EXCERPT TO READ -
Prosecutorial Misconduct Plagues Illinois

11.08.10

In a scathing op-ed this weekend, a former Illinois legal official takes on a county prosecutor for the extreme lengths he’s gone to keep defendants behind bars despite evidence of actual innocence.

Mary Robinson, the former administrator of the Illinois Attorney Registration & Disciplinary Commission, detailed several cases where chief felony prosecutor Michael Mermal didn’t fully consider the evidence, including that of exoneree Jerry Hobbs who spent five years in prison before DNA evidence exonerated him and two other men Mermal has tried to re-prosecute even after they were cleared by DNA evidence.

Jason Strong was convicted of murdering an unidentified woman in 1999 and sentenced to 46 years in prison, despite Strong saying he was coerced into confessing.

PROBLEM SET -
- 1) According to the article on prosecutorial misconduct in Illinois, how long was Jerry Hobbs in prison before DNA evidence exonerated him?
- 2) Copy out the article on prosecutorial misconduct in Illinois, everything from "In a scathing" down to "by DNA evidence.".
- 3) Continue the article on prosecutorial misconduct in Illinois from where it stops.

GIVEN ENTRIES -
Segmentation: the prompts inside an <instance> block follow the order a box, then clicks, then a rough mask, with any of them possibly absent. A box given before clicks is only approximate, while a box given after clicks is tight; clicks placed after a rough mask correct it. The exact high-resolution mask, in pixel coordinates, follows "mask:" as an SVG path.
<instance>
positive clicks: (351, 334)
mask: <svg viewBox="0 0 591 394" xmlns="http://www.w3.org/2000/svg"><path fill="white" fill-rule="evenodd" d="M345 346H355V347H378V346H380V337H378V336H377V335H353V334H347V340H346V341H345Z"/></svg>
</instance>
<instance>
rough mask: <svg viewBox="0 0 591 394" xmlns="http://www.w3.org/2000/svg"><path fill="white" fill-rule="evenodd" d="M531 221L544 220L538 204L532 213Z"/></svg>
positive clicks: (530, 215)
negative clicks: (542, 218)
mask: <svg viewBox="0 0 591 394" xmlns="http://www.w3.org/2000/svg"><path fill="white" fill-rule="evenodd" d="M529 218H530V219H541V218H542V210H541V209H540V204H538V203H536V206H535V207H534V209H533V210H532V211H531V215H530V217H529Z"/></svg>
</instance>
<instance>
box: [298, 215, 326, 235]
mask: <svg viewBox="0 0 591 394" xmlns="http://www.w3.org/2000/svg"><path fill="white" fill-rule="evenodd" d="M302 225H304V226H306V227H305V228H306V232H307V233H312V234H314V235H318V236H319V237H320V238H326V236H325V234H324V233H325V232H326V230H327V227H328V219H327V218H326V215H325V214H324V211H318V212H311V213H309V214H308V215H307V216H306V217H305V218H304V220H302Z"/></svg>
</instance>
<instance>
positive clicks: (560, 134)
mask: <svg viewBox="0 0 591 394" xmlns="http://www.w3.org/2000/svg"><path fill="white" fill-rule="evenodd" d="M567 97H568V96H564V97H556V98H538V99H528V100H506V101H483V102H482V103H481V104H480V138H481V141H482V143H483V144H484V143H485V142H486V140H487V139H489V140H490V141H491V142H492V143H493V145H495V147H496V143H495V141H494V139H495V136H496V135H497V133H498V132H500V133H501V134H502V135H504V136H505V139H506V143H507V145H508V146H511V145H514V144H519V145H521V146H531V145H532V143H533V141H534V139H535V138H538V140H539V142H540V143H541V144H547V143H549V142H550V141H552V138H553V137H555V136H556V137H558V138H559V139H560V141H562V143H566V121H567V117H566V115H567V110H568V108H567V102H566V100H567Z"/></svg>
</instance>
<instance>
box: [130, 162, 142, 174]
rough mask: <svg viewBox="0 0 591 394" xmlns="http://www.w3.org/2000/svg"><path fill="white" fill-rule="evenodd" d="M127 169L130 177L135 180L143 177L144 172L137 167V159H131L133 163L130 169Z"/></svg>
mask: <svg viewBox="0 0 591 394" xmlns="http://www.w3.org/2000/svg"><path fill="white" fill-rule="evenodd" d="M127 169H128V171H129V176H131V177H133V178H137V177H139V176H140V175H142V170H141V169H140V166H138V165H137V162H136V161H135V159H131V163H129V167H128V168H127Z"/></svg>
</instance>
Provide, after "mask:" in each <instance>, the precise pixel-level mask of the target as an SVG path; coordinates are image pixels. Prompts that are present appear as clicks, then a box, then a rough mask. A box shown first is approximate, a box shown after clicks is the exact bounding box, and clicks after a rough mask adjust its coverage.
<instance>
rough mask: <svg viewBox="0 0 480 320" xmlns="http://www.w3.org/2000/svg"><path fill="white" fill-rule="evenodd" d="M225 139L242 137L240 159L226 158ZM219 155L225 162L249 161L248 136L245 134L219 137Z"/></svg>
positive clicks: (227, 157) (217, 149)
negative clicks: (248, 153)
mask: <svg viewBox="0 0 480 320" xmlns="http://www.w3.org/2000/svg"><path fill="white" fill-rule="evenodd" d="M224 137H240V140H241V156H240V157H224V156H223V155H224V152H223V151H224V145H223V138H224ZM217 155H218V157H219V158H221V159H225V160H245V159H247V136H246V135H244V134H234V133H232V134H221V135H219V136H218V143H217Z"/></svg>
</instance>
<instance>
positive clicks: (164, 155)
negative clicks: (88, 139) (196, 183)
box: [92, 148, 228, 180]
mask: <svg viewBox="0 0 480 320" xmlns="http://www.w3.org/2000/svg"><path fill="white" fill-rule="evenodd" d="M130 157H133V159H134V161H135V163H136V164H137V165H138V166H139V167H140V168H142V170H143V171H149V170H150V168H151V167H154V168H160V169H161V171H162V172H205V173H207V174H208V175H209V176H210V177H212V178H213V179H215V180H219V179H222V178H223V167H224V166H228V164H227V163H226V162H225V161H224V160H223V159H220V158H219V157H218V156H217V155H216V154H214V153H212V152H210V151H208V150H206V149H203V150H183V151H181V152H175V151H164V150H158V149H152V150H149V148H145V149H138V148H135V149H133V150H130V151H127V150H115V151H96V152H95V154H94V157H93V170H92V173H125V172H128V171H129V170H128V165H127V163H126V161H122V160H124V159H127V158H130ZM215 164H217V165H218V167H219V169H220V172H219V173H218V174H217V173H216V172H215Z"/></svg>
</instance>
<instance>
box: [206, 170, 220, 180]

REPLIES -
- 1) Five years.

- 2)
In a scathing op-ed this weekend, a former Illinois legal official takes on a county prosecutor for the extreme lengths he’s gone to keep defendants behind bars despite evidence of actual innocence.

Mary Robinson, the former administrator of the Illinois Attorney Registration & Disciplinary Commission, detailed several cases where chief felony prosecutor Michael Mermal didn’t fully consider the evidence, including that of exoneree Jerry Hobbs who spent five years in prison before DNA evidence exonerated him and two other men Mermal has tried to re-prosecute even after they were cleared by DNA evidence.

- 3)
Mermel argued that Strong beat the unknown woman to death in a hotel room where they used drugs and drank together. Robinson writes that this scenario was concocted by a star witness who, Mermel admitted to the jury, was “truthfully challenged.” Six years after Strong’s conviction, police identified the victim as a developmentally disabled woman who was married to an institutionalized violent schizophrenic.  Her husband admitted to the murder. Regardless of the identification and confession, prosecutors failed to re-open the case. Robinson wrote:

Mermel has argued that taxpayers pay for convictions, not for “intellectual curiosity,” but he has it dead wrong.

. . .

Too many prosecutors seem robotically opposed to reassessing whether they charged the right culprit, regardless of new information pointing to innocence.

Robinson urges the Illinois Supreme Court to amend the Rules of Professional Conduct to underscore that the prosecution’s duty to seek justice can remain long after a conviction if new evidence of innocence is discovered.